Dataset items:
-*-

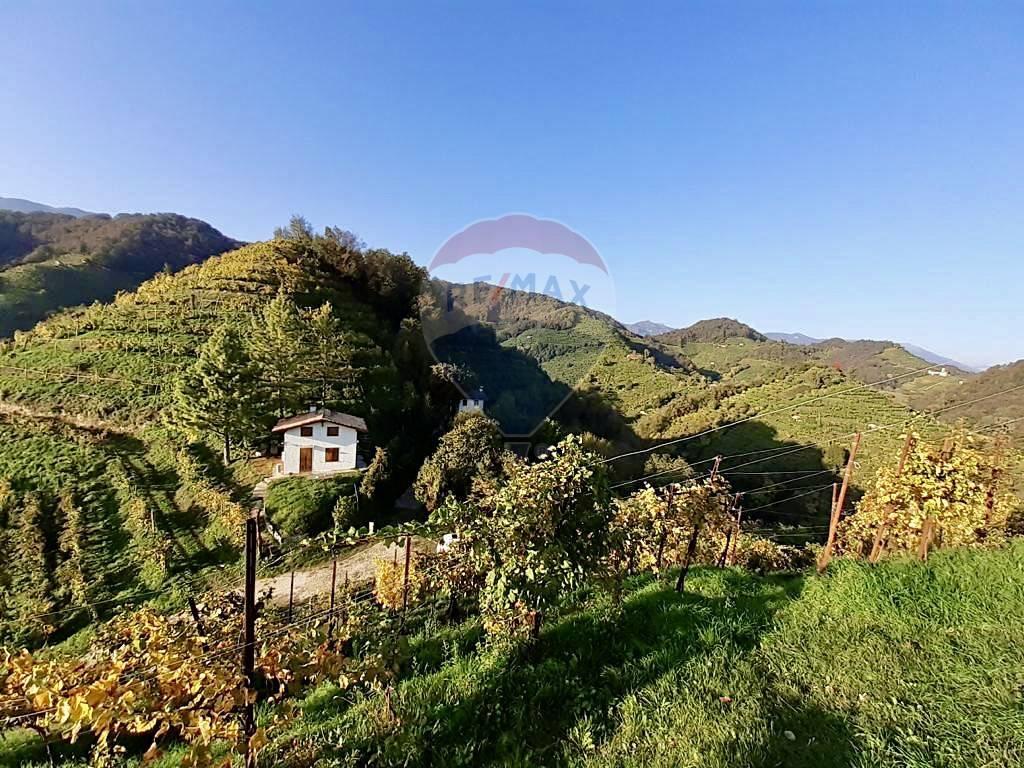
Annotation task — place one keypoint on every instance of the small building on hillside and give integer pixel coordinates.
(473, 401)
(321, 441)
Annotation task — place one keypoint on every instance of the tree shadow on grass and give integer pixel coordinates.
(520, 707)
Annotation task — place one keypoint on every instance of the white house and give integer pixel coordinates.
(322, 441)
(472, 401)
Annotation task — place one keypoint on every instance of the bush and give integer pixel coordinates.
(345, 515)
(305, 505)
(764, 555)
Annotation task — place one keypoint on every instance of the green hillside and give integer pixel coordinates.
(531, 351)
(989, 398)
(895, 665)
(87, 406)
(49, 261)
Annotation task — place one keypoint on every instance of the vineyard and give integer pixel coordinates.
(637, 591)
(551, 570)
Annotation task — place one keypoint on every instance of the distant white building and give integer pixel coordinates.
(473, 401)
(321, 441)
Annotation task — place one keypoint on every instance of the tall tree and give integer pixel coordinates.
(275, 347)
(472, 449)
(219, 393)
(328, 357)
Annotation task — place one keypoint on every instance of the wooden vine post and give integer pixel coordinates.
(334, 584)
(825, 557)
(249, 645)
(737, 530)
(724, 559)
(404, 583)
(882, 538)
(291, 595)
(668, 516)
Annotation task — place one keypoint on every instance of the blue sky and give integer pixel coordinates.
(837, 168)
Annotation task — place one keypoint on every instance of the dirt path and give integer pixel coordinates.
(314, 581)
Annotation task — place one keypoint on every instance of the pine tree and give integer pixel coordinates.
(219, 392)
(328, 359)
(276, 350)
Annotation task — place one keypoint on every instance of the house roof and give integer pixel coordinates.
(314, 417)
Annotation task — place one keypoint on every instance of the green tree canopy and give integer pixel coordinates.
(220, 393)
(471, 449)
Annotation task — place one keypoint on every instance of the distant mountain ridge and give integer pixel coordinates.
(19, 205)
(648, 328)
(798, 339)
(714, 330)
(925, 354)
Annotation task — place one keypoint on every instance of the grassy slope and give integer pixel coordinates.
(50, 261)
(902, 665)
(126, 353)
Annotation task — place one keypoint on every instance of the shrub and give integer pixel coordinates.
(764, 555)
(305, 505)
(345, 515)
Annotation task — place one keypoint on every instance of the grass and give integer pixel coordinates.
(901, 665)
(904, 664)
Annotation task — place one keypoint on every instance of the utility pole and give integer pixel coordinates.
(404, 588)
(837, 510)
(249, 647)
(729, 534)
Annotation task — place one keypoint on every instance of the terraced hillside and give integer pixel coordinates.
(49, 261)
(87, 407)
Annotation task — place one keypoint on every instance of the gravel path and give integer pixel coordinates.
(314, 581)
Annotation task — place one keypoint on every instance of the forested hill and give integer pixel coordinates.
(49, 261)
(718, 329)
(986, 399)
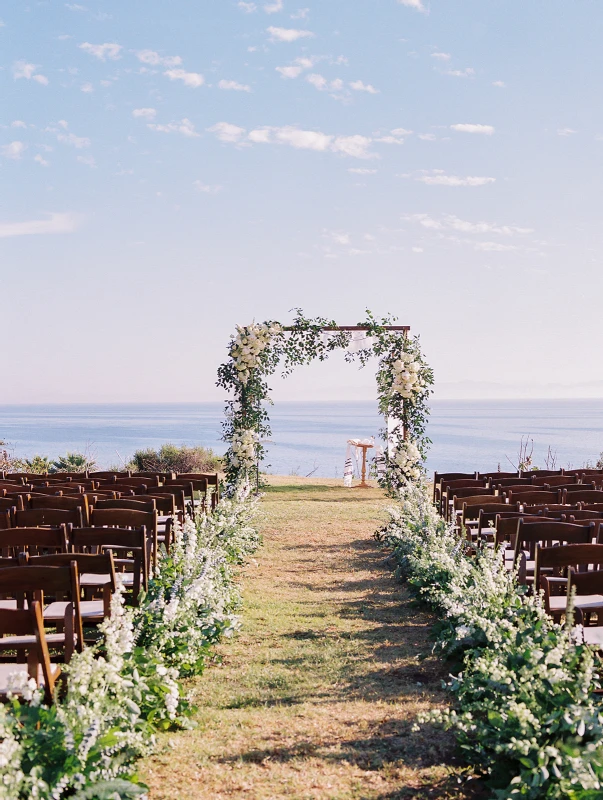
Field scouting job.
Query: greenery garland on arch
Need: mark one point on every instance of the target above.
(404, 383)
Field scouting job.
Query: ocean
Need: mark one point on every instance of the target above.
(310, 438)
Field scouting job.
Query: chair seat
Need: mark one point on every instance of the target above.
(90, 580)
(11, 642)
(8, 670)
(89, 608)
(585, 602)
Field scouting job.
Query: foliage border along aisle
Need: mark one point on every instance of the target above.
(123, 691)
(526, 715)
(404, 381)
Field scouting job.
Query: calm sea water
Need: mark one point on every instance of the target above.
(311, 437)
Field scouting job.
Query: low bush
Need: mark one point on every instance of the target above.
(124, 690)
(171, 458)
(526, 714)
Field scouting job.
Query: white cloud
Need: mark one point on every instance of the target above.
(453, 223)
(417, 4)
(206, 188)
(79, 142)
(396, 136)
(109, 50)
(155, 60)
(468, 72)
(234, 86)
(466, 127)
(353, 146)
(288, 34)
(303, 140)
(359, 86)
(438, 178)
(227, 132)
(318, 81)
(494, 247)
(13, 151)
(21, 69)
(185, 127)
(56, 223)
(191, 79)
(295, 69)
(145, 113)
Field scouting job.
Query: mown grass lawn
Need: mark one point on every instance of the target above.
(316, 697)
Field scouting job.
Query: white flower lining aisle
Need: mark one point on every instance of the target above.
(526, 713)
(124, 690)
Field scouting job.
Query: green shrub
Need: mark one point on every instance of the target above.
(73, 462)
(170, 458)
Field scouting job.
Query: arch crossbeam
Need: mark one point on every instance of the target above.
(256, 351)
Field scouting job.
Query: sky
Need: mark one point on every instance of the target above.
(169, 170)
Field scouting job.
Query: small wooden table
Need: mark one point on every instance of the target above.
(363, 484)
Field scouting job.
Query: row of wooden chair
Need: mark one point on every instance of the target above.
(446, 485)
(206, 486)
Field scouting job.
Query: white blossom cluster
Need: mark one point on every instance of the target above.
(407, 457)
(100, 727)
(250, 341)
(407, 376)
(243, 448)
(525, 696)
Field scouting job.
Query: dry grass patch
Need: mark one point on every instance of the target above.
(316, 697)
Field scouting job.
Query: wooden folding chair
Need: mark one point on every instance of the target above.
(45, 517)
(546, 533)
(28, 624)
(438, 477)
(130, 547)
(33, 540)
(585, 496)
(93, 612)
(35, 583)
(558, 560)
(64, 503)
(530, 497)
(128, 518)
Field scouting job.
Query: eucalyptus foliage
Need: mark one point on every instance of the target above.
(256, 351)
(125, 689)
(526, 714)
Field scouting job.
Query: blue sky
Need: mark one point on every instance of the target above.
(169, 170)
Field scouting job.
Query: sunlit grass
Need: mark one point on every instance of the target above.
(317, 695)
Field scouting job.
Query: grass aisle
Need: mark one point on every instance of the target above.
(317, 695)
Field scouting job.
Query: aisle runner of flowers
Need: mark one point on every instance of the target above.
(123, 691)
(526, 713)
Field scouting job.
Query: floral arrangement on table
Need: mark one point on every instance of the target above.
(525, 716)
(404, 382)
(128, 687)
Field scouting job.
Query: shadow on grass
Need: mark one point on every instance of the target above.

-*-

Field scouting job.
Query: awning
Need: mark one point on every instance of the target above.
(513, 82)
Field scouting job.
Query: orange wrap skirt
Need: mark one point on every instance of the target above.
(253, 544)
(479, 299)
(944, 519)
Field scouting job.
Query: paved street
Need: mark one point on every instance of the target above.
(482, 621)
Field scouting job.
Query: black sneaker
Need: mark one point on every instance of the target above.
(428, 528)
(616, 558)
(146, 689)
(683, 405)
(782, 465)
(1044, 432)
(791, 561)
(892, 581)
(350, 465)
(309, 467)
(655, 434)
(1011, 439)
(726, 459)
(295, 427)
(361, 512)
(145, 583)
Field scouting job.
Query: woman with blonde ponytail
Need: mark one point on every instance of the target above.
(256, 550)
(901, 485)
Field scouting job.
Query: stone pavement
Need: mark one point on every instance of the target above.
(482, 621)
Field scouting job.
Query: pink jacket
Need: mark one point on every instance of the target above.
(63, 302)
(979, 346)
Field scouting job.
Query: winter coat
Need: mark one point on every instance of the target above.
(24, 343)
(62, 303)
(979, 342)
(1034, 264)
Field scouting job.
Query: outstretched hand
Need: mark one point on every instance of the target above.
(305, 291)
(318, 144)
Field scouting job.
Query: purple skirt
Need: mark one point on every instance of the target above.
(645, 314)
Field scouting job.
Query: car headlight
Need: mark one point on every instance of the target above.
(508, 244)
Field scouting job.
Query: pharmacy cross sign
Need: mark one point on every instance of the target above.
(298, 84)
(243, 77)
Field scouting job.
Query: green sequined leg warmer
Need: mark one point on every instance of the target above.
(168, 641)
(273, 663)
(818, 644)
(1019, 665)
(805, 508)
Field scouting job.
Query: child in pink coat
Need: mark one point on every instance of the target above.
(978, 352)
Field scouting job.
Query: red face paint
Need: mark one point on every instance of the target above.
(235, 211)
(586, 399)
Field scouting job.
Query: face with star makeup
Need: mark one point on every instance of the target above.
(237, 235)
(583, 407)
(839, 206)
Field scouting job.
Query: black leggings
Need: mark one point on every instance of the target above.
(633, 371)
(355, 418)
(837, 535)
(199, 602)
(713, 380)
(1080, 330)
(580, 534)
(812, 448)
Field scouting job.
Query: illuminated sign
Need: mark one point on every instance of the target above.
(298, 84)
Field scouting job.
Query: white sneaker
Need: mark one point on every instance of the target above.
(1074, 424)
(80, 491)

-*-

● **EXERCISE REQUIREMENTS**
Reprint exactly the lines above that start at the one with "Query: ocean" and end at the one with "Query: white flower lining aisle", keeping both and adding none.

● **TASK ANSWER**
Query: ocean
Need: mark one point on every instance of the target above.
(310, 438)
Field scouting job.
Query: chair seat
Need: mark one point on every instance of the target above.
(90, 580)
(11, 642)
(8, 670)
(89, 608)
(585, 602)
Field scouting job.
Query: foliage border along aisle
Need: mark one point on every instance of the target above.
(123, 691)
(526, 715)
(404, 381)
Field scouting job.
Query: calm sea water
Need: mark one point on every instance of the target above.
(311, 437)
Field scouting job.
Query: low bush
Need: mark one point on every instance of the target above.
(124, 690)
(171, 458)
(526, 714)
Field scouting job.
Query: white cloud
Need: mark one point on every instance of the target above.
(453, 223)
(417, 4)
(206, 188)
(79, 142)
(396, 136)
(109, 50)
(155, 60)
(468, 72)
(234, 86)
(466, 127)
(353, 146)
(288, 34)
(303, 140)
(359, 86)
(438, 178)
(227, 132)
(318, 81)
(494, 247)
(13, 151)
(21, 69)
(185, 127)
(56, 223)
(191, 79)
(295, 69)
(145, 113)
Field scouting job.
Query: mown grass lawn
Need: mark one point on every instance of the target above.
(316, 697)
Field scouting job.
Query: white flower lining aisle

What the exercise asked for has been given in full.